» STATED GOAL 1
Write out the records again from the line that contains "Target: sofa armrest" through the end of the records, requests included, and shift each pixel coordinate in the answers by adding -101 to every number. Leave the pictures out.

[BUG] How to improve the training perfomance in MLX compare to pytorch and keras ?

thegodone commented 2 weeks ago

Describe the bug I have a major issue that I have seen in lot of the cases on other trial. The MLX training gives rarely a good performance while for torch and keras it is more stable and better. This is really a bottleneck to use MLX, as you need to train 10 to 20 time your model to get a good result while torch and keras are systematically in a good range (rmse : 0.50-0.55). important: models (tf/keras, torch and mlx) have the same number of trainable parameters, and we use the same train, val and test split for the 3 methods).

To Reproduce

run several time the following code the best result is jumping out of the pytorch and tf/keras results https://github.com/thegodone/apple_ai_model/blob/main/AttFP_mlx_faster.ipynb https://github.com/thegodone/apple_ai_model/blob/main/AttFP_torch.ipynb https://github.com/thegodone/apple_ai_model/blob/main/AttFP_tf.ipynb

Expected behavior I don't know if it is weights initialization or optimizer that can cause this huge difference between the 3 packages.

Desktop (please complete the following information): see #1531

thegodone commented 5 days ago

Can it be related to the https://github.com/ml-explore/mlx/issues/1153#issuecomment-2128294303 comment ?

import math
from typing import Union, List, Callable
import mlx.core as mx

class Adam(Optimizer):
    def __init__(self, learning_rate: Union[float, Callable], betas: List[float] = [0.9, 0.999], eps: float = 1e-8):
        super().__init__()
        self._maybe_schedule("learning_rate", learning_rate)
        self.betas = betas
        self.eps = eps

    def init_single(self, parameter: mx.array, state: dict):
        state["m"] = mx.zeros_like(parameter)  # Initialize momentum
        state["v"] = mx.zeros_like(parameter)  # Initialize velocity

    def apply_single(self, gradient: mx.array, parameter: mx.array, state: dict):
        lr = self.learning_rate.astype(gradient.dtype)
        beta1, beta2 = self.betas
        eps = self.eps

        # Update biased first moment estimate
        state["m"] = beta1 * state["m"] + (1 - beta1) * gradient
        # Update biased second moment estimate
        state["v"] = beta2 * state["v"] + (1 - beta2) * mx.square(gradient)

        # Bias-corrected estimates (optional depending on application)
        m_hat = state["m"] / (1 - beta1)
        v_hat = state["v"] / (1 - beta2)

        # Parameter update
        return parameter - lr * m_hat / (mx.sqrt(v_hat) + eps)

class AdamW(Adam):
    def __init__(self, learning_rate: Union[float, Callable], betas: List[float] = [0.9, 0.999], eps: float = 1e-8, weight_decay: float = 0.01):
        super().__init__(learning_rate=learning_rate, betas=betas, eps=eps)
        self.weight_decay = weight_decay

    def apply_single(self, gradient: mx.array, parameter: mx.array, state: dict):
        lr = self.learning_rate.astype(gradient.dtype)
        # Apply weight decay before applying Adam update
        parameter = parameter * (1 - lr * self.weight_decay)
        # Call the parent Adam's apply_single() for the core Adam update
        return super().apply_single(gradient, parameter, state)

awni commented 4 days ago

Did you try the suggestion in #1153 to use a linear warmup?

» EXCERPTED RECORDS
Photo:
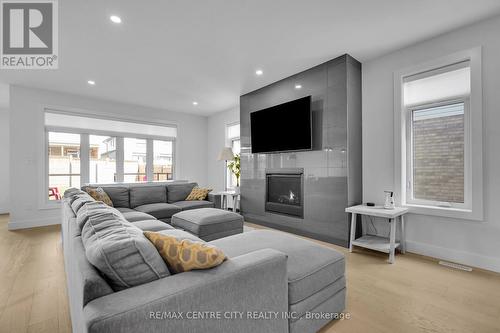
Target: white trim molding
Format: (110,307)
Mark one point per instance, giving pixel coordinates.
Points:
(32,223)
(474,139)
(456,256)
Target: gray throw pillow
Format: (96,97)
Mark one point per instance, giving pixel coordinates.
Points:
(179,192)
(143,195)
(121,252)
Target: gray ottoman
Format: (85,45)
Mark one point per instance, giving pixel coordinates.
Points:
(209,223)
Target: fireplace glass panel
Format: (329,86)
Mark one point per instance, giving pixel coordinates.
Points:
(285,189)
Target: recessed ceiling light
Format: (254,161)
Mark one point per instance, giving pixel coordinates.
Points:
(115,19)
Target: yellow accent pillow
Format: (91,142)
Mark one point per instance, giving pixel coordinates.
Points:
(99,194)
(198,193)
(182,255)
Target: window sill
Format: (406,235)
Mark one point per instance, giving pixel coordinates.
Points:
(457,213)
(50,205)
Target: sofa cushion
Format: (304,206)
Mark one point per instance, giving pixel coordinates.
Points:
(152,225)
(118,194)
(143,195)
(198,193)
(121,252)
(186,205)
(92,285)
(79,200)
(180,234)
(185,255)
(124,209)
(159,210)
(71,193)
(90,209)
(179,192)
(310,267)
(99,194)
(206,221)
(137,216)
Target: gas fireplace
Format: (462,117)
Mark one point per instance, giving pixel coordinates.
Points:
(284,191)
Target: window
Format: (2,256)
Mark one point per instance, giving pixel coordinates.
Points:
(233,139)
(102,157)
(162,160)
(439,171)
(83,149)
(134,165)
(436,152)
(63,163)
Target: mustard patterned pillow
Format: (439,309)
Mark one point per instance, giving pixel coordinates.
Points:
(198,193)
(182,255)
(99,194)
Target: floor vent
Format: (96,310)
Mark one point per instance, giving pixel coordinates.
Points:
(455,266)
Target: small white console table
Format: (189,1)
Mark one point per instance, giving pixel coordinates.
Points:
(377,243)
(224,202)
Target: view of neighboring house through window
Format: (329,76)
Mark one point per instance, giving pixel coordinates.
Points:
(233,140)
(134,164)
(162,160)
(102,158)
(63,163)
(437,105)
(84,149)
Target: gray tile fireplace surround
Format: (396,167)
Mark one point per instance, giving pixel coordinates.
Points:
(330,173)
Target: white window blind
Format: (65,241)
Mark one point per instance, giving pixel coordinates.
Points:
(444,83)
(233,131)
(57,119)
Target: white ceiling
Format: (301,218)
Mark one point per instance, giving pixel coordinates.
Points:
(168,54)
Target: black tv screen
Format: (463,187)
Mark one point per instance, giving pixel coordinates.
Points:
(284,127)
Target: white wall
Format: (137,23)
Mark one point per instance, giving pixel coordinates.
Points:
(216,140)
(4,164)
(27,152)
(469,242)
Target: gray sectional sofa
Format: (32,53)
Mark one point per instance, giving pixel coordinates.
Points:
(154,200)
(271,282)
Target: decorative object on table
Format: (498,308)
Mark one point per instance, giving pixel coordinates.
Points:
(226,154)
(389,200)
(234,167)
(182,255)
(198,193)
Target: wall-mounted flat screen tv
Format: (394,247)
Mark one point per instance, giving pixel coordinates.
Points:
(281,128)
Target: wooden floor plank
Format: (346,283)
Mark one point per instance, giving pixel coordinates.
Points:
(413,295)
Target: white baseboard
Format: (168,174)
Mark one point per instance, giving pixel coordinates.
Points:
(457,256)
(24,224)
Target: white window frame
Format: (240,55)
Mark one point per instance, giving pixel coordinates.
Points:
(84,151)
(472,209)
(410,200)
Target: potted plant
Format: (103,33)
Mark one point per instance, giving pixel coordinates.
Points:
(234,167)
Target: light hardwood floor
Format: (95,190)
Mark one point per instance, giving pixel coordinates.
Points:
(413,295)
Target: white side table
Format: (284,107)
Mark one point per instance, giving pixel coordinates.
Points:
(377,243)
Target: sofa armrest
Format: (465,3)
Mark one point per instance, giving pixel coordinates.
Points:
(216,199)
(224,295)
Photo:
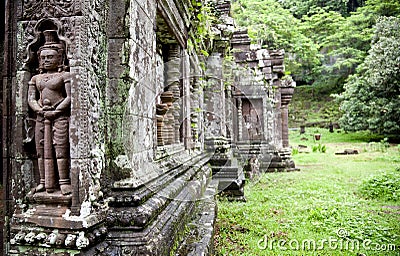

» STATED GOAL 2
According to the issue about MLX training performance, in what RMSE range do torch and keras results consistently fall?

» CORRECT RESPONSE 1
Target: sofa armrest
Format: (465,3)
Mark one point per instance, giving pixel coordinates.
Points:
(115,98)
(123,194)
Photo:

» CORRECT RESPONSE 2
0.50-0.55